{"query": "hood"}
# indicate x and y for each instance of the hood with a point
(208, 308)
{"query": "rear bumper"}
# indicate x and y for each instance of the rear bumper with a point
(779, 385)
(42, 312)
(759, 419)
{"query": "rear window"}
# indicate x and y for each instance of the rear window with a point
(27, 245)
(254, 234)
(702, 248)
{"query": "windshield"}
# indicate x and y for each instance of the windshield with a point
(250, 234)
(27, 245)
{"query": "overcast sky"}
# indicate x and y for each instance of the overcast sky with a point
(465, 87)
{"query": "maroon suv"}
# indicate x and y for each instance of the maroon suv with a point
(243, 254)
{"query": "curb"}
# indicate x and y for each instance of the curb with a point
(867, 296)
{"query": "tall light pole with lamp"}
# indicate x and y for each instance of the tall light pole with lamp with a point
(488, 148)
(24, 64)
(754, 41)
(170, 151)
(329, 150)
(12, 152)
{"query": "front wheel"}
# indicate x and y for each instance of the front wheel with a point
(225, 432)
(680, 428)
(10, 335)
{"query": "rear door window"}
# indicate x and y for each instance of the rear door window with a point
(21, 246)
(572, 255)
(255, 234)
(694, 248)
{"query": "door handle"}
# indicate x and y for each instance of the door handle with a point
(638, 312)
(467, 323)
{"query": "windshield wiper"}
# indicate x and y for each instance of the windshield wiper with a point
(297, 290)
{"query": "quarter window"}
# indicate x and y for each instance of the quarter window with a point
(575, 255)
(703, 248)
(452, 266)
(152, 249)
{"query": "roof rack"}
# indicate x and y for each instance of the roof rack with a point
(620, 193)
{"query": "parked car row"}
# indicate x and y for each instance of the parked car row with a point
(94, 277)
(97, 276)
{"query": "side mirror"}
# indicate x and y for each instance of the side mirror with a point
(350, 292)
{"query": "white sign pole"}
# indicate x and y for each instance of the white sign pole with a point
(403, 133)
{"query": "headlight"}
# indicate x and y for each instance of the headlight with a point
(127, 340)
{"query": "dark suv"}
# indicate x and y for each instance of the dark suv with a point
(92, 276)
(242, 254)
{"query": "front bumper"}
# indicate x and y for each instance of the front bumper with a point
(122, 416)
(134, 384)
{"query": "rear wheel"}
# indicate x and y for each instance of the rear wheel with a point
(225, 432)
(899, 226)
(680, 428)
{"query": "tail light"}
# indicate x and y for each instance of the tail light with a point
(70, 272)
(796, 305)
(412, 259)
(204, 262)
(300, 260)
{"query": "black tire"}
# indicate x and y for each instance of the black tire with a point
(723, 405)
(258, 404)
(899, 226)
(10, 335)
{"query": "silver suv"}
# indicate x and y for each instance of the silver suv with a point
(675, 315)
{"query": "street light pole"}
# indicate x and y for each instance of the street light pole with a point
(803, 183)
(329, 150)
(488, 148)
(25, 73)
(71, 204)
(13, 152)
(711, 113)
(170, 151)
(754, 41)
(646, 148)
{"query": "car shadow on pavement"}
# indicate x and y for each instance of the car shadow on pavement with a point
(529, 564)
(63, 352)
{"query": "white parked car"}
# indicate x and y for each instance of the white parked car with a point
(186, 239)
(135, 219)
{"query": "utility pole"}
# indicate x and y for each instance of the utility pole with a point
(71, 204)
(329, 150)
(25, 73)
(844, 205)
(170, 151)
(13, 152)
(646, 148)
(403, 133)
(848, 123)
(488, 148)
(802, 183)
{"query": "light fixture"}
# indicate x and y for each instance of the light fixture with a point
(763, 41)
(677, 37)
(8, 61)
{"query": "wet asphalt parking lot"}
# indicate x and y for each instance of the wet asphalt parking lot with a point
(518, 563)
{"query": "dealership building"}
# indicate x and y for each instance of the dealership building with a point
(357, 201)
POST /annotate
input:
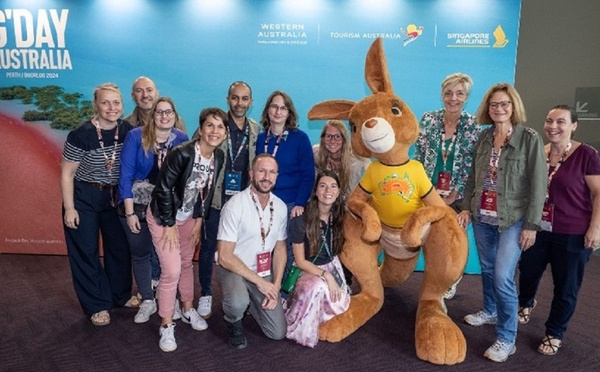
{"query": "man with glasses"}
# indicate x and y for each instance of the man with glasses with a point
(239, 149)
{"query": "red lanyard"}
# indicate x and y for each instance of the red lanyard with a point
(553, 172)
(495, 156)
(263, 234)
(268, 138)
(108, 163)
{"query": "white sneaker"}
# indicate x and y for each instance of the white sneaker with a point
(147, 308)
(500, 351)
(480, 318)
(167, 338)
(205, 306)
(451, 292)
(177, 312)
(192, 317)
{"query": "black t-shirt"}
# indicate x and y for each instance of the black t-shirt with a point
(298, 236)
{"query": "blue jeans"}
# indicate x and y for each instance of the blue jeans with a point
(142, 249)
(567, 257)
(499, 253)
(208, 246)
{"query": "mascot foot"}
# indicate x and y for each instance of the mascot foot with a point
(438, 339)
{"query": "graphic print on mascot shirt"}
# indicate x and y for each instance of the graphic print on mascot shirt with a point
(399, 194)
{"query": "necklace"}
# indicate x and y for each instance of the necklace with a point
(108, 162)
(551, 174)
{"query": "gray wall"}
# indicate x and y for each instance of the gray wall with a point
(558, 51)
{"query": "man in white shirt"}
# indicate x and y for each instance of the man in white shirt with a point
(251, 246)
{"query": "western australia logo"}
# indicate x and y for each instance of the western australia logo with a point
(396, 185)
(477, 39)
(411, 33)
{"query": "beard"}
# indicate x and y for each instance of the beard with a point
(263, 187)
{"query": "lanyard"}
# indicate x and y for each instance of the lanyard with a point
(553, 172)
(108, 163)
(263, 234)
(268, 138)
(211, 171)
(230, 145)
(495, 156)
(446, 153)
(324, 242)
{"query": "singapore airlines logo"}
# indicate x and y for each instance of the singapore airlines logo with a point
(500, 36)
(411, 33)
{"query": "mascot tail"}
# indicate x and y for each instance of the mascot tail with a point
(416, 228)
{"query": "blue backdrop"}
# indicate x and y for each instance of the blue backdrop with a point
(312, 49)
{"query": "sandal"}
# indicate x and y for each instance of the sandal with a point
(525, 313)
(101, 318)
(548, 347)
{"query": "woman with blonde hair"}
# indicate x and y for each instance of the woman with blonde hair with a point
(504, 196)
(334, 153)
(89, 176)
(144, 151)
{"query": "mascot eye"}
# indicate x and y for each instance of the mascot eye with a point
(352, 127)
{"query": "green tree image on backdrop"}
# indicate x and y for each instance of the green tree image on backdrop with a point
(63, 110)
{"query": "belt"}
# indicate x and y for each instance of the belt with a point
(98, 185)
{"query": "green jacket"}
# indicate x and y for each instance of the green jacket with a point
(217, 202)
(522, 178)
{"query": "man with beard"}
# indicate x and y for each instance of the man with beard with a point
(239, 149)
(252, 254)
(144, 94)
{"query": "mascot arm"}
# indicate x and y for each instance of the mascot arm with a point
(358, 205)
(433, 199)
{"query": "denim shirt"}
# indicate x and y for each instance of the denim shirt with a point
(522, 178)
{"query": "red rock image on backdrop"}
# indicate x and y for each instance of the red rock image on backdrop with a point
(31, 220)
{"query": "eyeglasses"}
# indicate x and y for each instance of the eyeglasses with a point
(334, 137)
(503, 105)
(164, 112)
(274, 107)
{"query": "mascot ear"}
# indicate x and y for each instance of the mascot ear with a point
(333, 109)
(376, 71)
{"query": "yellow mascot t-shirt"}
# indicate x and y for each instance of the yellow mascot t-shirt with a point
(396, 191)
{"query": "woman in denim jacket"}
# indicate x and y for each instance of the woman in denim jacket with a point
(504, 195)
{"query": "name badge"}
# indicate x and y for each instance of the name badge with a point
(443, 183)
(547, 216)
(489, 205)
(233, 182)
(263, 264)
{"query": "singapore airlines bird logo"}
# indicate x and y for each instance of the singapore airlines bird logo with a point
(411, 33)
(500, 36)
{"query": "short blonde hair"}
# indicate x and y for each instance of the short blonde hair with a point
(457, 78)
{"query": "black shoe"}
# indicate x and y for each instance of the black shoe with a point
(235, 335)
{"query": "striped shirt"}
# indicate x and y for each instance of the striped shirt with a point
(82, 146)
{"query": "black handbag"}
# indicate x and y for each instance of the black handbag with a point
(138, 209)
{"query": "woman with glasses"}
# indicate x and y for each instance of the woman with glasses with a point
(89, 177)
(334, 153)
(571, 226)
(292, 149)
(144, 151)
(446, 142)
(504, 196)
(180, 202)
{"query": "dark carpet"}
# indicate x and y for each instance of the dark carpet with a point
(42, 328)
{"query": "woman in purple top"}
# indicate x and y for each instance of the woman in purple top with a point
(571, 226)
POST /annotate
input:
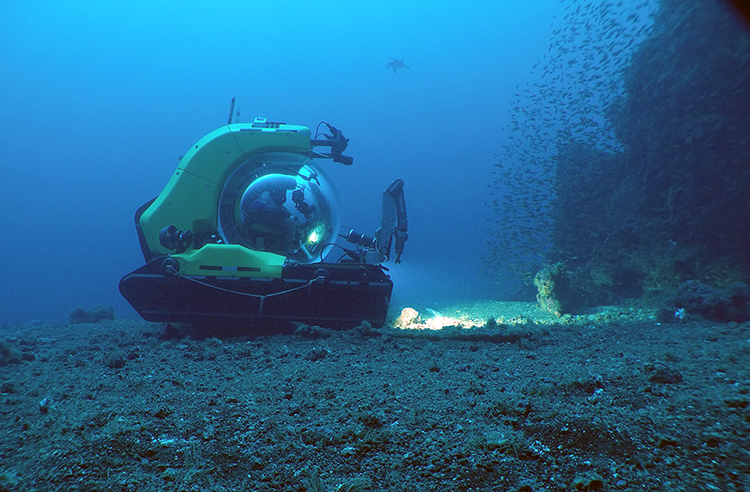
★ ★ ★ ★ ★
=== OBJETIVO DEL EJERCICIO ===
Reúne cada línea de los registros de arriba en la que aparezca la palabra "denim". Distingue entre mayúsculas y minúsculas.

=== RESPUESTA FINAL ===
{"query": "denim shirt"}
# indicate x and y for each instance of the denim shirt with a point
{"query": "woman in denim jacket"}
# indicate x and y for each instance of the woman in denim jacket with a point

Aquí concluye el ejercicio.